Records for processing:

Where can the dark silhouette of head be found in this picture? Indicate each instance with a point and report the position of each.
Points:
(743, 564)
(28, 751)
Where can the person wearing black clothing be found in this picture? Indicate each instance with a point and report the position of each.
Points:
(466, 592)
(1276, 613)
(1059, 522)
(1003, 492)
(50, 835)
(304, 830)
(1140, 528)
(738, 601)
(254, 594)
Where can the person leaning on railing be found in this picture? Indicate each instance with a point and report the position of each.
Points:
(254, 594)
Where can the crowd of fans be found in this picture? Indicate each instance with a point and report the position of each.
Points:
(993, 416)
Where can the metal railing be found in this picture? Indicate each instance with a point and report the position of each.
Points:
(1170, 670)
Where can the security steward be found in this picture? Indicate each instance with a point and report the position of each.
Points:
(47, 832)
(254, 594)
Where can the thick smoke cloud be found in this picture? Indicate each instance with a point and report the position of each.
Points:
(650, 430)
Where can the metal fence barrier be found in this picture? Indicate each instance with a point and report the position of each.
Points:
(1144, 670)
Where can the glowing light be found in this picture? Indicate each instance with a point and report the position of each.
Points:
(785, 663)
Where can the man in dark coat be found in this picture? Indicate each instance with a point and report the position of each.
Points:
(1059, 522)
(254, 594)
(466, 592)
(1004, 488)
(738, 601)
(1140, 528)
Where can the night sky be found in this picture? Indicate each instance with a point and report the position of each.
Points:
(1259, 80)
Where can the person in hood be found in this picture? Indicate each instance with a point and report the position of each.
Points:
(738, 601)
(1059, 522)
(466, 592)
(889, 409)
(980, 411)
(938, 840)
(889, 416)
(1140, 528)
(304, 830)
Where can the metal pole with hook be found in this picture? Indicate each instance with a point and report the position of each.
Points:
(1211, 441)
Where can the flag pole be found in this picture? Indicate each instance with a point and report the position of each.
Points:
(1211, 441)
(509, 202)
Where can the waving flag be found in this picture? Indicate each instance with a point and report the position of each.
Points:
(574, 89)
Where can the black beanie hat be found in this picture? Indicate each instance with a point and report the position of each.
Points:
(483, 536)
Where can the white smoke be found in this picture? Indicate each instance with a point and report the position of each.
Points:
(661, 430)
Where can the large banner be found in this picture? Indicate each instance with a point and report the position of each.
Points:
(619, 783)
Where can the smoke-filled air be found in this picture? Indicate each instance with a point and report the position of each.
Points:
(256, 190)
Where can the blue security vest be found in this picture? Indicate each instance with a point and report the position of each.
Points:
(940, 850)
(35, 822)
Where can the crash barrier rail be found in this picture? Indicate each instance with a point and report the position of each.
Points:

What is required: Repeat the records above exactly as they appear.

Answer in full:
Where can the dark silhouette of head be found in this picture? Indicate each instance with a point and report the position of each.
Points:
(743, 564)
(28, 751)
Where can the person wearing black clothing be found in this picture? Indicate each instance with a point and report the position of each.
Points:
(466, 592)
(1276, 613)
(1059, 522)
(1003, 492)
(50, 835)
(304, 830)
(1140, 528)
(738, 601)
(254, 594)
Where can the person leaning on railing be found in this picture? Indicate each instance with a point and report the position of each.
Points:
(254, 594)
Where can the crowd of fans be found in this picture? Indicate each instance with a point and report the position of each.
Points:
(993, 416)
Where can the metal railing be found in this picture? Indicate each instance with a point and report the position of each.
Points:
(1170, 670)
Where can the security steward be found in this picture? Indicate each instance with a point and report the position of each.
Points:
(47, 832)
(254, 594)
Where can the thick smoke cloud be found in this picture? Indicate each instance with a point and report the position of each.
Points:
(650, 430)
Where can the metal fence barrier be found in this picture? Indicate each instance with a point and report the position of each.
Points:
(1144, 670)
Where can the glowing light be found in this picture? Indicate each instance with a point and report the position of each.
Points:
(785, 663)
Where can the man in dark coat be found in this picture? Indicate each instance with a point and report the position of each.
Points:
(1059, 522)
(254, 594)
(466, 592)
(1004, 488)
(738, 601)
(1140, 528)
Where can the night sky be found in this picture? Indicate each instance with a point and report the position of each.
Points:
(1259, 80)
Where can the person in hood be found in this picture? Indicate each instance with a point and report the position of each.
Points:
(738, 601)
(1059, 522)
(466, 592)
(889, 409)
(980, 411)
(938, 840)
(889, 416)
(1140, 528)
(304, 830)
Where can the metal pole with hook be found in this picture? Indicate each instance with a point and report the position of each.
Points:
(1211, 441)
Where can the flag pole be found in this picture? Indicate each instance with a point and report the position of each.
Points:
(1211, 441)
(509, 202)
Where can the waving flag be found in this picture? Indicate each instance with a point and report the position of each.
Points:
(574, 89)
Where can the black beanie hat be found in this picture? Indicate each instance with a point and report the position of each.
Points:
(483, 536)
Where can the white smoke be found in this picture? Indicate each instance with a point and report the position of each.
Points:
(661, 430)
Where can the large banner be found in this picture? Indicate each instance with a point and report the position of each.
Points:
(619, 783)
Where can the smoke-filled air be found in this picture? Indicate each instance with a point and report the position of each.
Points:
(256, 190)
Where can the blue security vest be found in this picture? Indicate each instance with a point and report the position of each.
Points:
(940, 850)
(35, 822)
Where can the crash barrier rail be found in this picture? Indicate each instance with a point and report the position of each.
Points:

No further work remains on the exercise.